= Document segment =
********************

River of Mountains is the journal of Lourie's three-week trip down the entire 315-mile length of the Hudson River from the river's source in the Adirondack Mountains to the sea. The book combines his personal experiences with descriptions of the landscape and natural features. On the upper Hudson, Lourie vividly describes exciting whitewater rides—some wild, some slow. On the lower river he captures the joys of crowded paddling. Throughout the book, he provides a historical recounting of the development of civilization along the river. The many people he meets along the way, including loggers, fishermen, guides, and barge pilots, add to the richness of his tale. Before Lourie's trip, there is no record of anyone having made the journey before in the same vessel.

August 12, 2022: Listen to a portion of this podcast about River of Mountains during an interview with Mark Braude on The New York Times Book Review. https://on.soundcloud.com/itwC Thanks for the shout-out!

You can hear the entire interview here: https://apple.co/3K6J8mV Congratulations to Mark Braude on his new biography of Kiki Man Ray.

********************

= Data provided =
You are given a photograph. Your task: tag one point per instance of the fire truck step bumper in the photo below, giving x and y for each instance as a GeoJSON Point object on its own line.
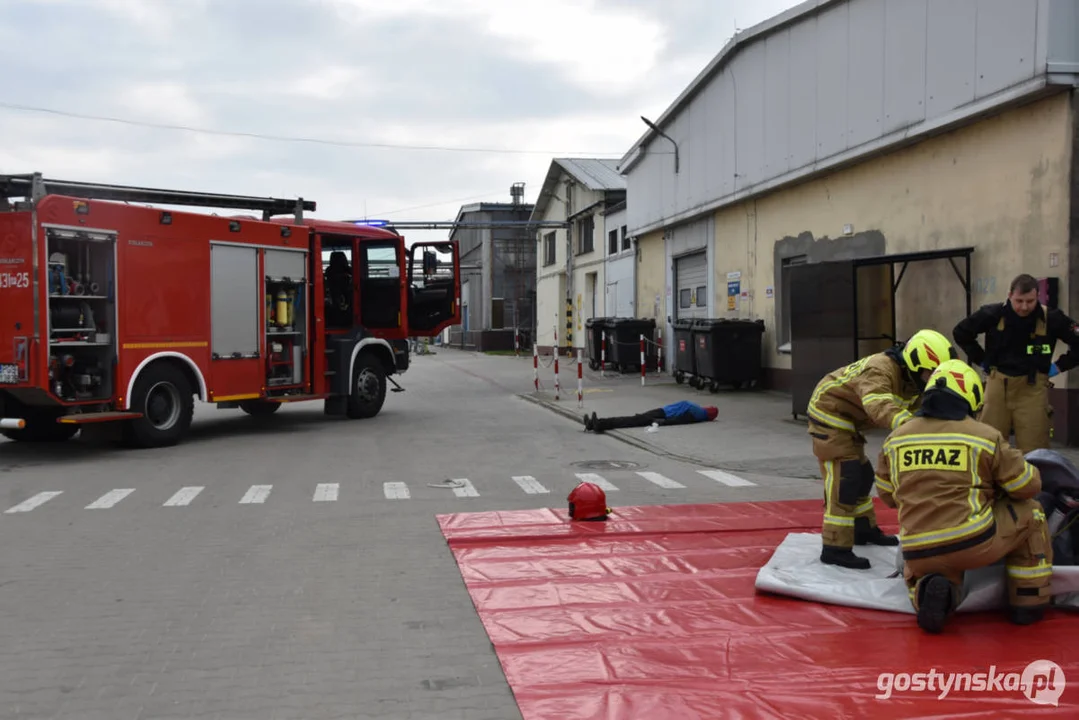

********************

= The exercise =
Reproduce the River of Mountains passage word for word, between "River of Mountains is" and "the same vessel.", inclusive. The data has nothing to do with the River of Mountains passage.

= Right answer =
River of Mountains is the journal of Lourie's three-week trip down the entire 315-mile length of the Hudson River from the river's source in the Adirondack Mountains to the sea. The book combines his personal experiences with descriptions of the landscape and natural features. On the upper Hudson, Lourie vividly describes exciting whitewater rides—some wild, some slow. On the lower river he captures the joys of crowded paddling. Throughout the book, he provides a historical recounting of the development of civilization along the river. The many people he meets along the way, including loggers, fishermen, guides, and barge pilots, add to the richness of his tale. Before Lourie's trip, there is no record of anyone having made the journey before in the same vessel.